● **Input records**:

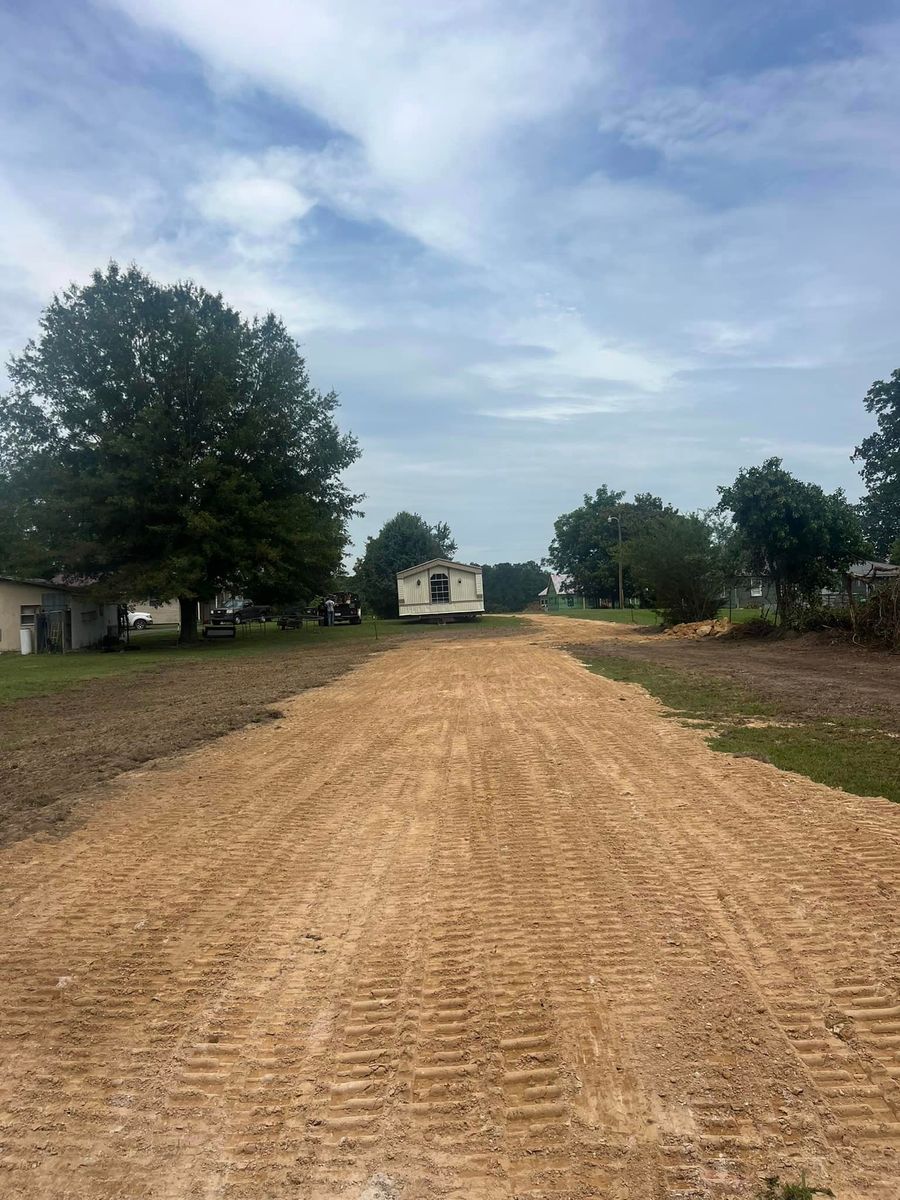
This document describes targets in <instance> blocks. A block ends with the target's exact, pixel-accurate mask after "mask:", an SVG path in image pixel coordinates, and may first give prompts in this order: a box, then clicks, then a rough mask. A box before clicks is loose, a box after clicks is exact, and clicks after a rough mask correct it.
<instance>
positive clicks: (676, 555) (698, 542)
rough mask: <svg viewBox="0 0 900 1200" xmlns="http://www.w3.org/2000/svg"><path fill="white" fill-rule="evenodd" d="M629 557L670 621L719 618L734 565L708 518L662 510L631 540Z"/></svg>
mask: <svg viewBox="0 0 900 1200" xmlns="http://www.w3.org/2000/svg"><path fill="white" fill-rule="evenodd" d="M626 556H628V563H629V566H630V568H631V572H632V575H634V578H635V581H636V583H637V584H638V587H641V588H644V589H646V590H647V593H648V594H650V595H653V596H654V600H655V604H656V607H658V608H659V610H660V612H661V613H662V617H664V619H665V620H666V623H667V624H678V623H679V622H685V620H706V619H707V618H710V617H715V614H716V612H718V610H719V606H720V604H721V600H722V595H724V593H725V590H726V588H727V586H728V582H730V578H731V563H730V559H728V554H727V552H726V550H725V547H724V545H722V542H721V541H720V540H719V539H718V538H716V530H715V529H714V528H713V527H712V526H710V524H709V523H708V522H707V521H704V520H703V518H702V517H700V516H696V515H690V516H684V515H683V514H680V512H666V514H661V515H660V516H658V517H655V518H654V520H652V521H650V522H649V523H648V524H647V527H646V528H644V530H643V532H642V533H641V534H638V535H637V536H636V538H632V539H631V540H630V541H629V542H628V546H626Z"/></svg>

--

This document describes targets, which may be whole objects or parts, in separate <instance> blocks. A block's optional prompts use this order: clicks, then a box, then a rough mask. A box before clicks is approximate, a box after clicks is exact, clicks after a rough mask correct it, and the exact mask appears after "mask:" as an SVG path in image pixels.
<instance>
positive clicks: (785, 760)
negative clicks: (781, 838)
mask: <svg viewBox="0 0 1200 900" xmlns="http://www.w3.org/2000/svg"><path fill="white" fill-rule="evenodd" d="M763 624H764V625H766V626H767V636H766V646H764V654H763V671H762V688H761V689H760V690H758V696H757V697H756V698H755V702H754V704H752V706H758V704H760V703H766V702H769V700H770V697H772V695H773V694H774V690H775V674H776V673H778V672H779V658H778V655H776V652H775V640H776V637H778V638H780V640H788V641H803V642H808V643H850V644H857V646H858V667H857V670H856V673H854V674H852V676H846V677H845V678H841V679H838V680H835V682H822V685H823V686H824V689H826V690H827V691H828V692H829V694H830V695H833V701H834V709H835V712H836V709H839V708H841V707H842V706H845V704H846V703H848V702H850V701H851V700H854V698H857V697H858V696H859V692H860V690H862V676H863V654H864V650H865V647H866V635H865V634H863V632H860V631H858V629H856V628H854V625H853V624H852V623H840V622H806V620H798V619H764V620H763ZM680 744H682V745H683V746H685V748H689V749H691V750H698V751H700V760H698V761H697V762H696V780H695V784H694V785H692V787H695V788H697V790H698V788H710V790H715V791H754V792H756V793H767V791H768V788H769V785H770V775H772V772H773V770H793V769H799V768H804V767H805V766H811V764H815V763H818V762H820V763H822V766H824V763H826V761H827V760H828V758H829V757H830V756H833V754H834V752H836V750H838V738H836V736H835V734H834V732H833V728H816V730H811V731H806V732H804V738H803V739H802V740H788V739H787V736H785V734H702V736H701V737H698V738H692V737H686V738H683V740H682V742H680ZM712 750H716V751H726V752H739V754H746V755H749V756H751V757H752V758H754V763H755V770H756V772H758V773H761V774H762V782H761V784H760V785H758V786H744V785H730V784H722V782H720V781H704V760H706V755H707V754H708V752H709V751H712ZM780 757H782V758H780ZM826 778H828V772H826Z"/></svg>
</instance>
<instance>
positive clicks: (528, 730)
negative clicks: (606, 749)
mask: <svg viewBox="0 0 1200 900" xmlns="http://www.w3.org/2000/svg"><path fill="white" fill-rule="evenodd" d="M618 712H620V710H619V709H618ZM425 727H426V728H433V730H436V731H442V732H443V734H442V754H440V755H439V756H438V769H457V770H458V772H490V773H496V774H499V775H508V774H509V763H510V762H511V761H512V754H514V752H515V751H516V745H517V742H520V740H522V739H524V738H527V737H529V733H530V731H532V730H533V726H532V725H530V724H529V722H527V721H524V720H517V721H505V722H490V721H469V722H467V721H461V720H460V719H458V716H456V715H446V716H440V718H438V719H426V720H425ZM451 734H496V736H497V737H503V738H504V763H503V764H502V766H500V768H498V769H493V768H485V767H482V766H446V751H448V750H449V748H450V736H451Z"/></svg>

...

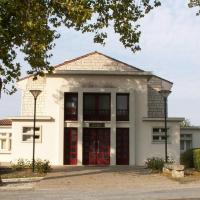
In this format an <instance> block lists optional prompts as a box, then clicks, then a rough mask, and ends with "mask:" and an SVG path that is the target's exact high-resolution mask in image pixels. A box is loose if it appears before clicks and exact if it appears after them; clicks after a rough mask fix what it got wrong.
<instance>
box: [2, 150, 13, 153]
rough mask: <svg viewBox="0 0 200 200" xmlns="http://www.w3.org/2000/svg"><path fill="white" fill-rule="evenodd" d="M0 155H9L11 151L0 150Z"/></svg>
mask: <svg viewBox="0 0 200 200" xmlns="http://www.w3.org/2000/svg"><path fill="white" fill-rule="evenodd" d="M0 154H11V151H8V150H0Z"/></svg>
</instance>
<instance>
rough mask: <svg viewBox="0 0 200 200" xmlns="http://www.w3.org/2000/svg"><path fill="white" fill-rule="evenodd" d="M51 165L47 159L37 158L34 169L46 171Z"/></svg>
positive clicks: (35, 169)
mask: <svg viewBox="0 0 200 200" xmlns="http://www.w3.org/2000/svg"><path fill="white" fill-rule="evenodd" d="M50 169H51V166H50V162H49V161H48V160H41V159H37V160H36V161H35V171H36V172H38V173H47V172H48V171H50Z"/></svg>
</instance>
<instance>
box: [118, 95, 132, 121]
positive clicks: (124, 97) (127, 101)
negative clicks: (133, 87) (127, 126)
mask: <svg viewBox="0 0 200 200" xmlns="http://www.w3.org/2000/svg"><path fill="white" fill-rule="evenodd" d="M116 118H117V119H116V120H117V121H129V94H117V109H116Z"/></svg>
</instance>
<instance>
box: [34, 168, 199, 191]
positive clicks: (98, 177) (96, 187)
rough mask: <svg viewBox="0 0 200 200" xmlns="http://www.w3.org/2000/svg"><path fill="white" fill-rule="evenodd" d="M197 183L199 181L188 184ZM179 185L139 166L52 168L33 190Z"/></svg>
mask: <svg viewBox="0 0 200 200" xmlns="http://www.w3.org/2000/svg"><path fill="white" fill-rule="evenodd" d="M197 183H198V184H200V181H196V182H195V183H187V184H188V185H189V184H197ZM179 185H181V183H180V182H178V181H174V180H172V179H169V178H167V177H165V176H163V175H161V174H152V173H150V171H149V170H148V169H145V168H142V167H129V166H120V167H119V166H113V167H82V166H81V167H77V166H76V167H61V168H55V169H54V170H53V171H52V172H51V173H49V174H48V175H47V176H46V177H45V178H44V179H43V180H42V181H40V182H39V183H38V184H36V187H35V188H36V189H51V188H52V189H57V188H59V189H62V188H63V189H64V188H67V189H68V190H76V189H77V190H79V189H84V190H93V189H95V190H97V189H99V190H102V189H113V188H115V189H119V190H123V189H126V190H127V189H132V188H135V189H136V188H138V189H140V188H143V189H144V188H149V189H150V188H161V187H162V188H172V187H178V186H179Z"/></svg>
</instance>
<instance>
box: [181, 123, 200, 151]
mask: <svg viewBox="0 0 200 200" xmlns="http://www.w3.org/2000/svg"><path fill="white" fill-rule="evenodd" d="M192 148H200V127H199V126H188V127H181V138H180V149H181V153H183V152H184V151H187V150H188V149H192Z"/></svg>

● **Work item**:
Only one stretch of the entries above is wanted: the lines from the one containing "This document describes targets in" through the one containing "positive clicks: (676, 555) (698, 542)". Please reproduce it exactly.

● **Answer box**:
This document describes targets in <instance> blocks. A block ends with the target's exact, pixel-accurate mask after "mask:", an SVG path in image pixel coordinates, and may first give prompts in this order: a box, then clicks, then a rough mask. A box before clicks is loose, a box after clicks is exact, and clicks after a rough mask correct it.
<instance>
positive clicks: (676, 555) (698, 542)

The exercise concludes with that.